> [Problem to work on]:
Please count the lines in the records below that contain the word "with", and give only the number.
******
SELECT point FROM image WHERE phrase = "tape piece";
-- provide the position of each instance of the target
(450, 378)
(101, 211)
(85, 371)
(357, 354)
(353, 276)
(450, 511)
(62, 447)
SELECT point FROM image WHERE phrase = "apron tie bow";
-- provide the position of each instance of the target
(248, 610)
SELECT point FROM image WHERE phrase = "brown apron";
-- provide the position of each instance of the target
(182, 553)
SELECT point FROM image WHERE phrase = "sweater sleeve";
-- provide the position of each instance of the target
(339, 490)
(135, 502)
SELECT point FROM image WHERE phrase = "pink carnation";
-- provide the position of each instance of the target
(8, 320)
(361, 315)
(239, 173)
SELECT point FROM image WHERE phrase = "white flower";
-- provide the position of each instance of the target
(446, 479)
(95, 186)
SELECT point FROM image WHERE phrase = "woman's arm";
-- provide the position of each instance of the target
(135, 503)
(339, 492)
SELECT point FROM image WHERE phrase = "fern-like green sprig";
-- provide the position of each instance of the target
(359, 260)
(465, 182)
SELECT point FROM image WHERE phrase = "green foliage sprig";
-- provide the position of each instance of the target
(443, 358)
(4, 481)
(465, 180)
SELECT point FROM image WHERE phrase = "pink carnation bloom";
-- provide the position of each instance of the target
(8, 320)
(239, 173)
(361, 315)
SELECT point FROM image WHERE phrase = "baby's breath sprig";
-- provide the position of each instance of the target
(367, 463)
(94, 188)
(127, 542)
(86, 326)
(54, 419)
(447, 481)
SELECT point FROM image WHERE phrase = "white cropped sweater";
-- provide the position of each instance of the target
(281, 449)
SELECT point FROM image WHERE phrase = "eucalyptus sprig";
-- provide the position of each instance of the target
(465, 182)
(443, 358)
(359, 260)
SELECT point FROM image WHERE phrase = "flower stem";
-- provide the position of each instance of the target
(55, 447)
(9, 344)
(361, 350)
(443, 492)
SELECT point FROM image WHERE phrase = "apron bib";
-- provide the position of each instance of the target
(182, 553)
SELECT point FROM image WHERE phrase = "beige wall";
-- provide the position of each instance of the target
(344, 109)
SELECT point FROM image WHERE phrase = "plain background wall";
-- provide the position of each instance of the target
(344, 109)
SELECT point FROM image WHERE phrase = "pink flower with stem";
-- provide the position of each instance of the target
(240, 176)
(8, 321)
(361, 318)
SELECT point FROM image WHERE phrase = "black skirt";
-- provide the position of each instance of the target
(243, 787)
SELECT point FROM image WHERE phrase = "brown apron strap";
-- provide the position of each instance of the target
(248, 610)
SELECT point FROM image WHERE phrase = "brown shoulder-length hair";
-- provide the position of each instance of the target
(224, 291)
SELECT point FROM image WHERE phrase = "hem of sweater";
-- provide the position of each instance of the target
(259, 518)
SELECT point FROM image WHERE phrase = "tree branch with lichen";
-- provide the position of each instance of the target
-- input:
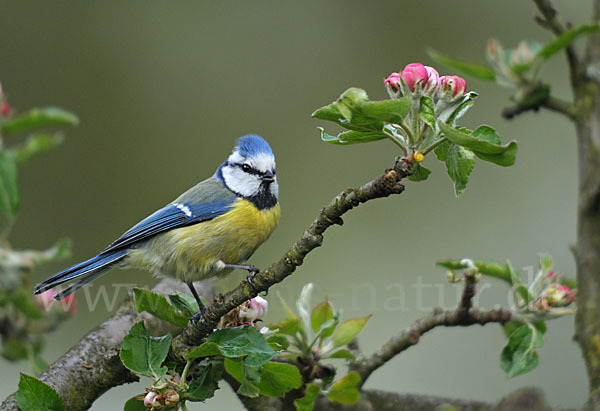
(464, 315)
******
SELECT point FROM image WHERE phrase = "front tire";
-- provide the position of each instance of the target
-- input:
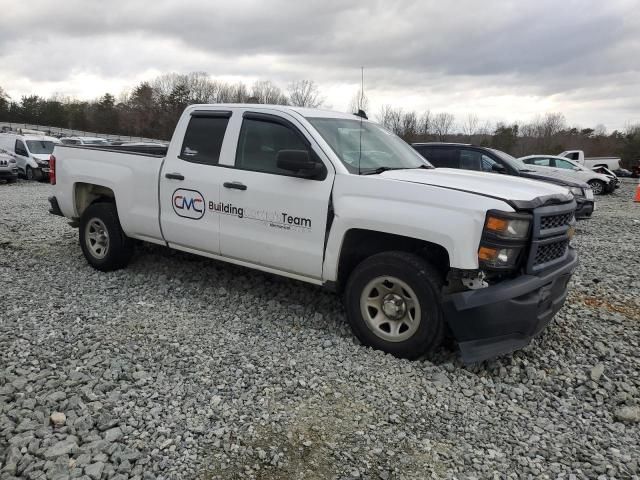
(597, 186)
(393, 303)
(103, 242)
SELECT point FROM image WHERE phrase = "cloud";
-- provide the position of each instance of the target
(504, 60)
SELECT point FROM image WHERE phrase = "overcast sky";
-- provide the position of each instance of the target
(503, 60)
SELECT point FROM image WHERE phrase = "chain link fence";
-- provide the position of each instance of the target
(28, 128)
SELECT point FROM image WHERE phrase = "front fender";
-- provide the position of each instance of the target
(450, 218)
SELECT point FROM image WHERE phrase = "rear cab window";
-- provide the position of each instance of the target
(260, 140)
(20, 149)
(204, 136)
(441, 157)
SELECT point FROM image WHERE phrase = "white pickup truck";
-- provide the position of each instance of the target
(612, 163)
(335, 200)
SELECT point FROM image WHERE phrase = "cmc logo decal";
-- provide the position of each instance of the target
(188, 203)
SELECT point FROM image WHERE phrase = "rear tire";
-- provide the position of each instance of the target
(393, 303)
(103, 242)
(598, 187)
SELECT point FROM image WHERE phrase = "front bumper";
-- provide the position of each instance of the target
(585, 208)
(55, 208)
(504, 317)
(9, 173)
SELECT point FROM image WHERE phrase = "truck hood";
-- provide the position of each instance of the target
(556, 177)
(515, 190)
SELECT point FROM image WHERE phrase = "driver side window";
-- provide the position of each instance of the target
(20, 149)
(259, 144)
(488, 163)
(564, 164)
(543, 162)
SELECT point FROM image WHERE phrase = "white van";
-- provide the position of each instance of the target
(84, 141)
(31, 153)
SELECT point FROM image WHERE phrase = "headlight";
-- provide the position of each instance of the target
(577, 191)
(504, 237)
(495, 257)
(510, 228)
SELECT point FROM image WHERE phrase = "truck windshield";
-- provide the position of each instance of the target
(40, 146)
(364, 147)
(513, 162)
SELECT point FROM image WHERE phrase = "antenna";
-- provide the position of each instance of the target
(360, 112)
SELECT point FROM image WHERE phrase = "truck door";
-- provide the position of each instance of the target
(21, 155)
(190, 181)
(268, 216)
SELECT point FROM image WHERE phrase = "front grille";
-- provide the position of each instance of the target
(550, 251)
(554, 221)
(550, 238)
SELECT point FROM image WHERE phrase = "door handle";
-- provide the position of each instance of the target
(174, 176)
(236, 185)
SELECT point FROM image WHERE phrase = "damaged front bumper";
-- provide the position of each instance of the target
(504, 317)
******
> [Response to this exercise]:
2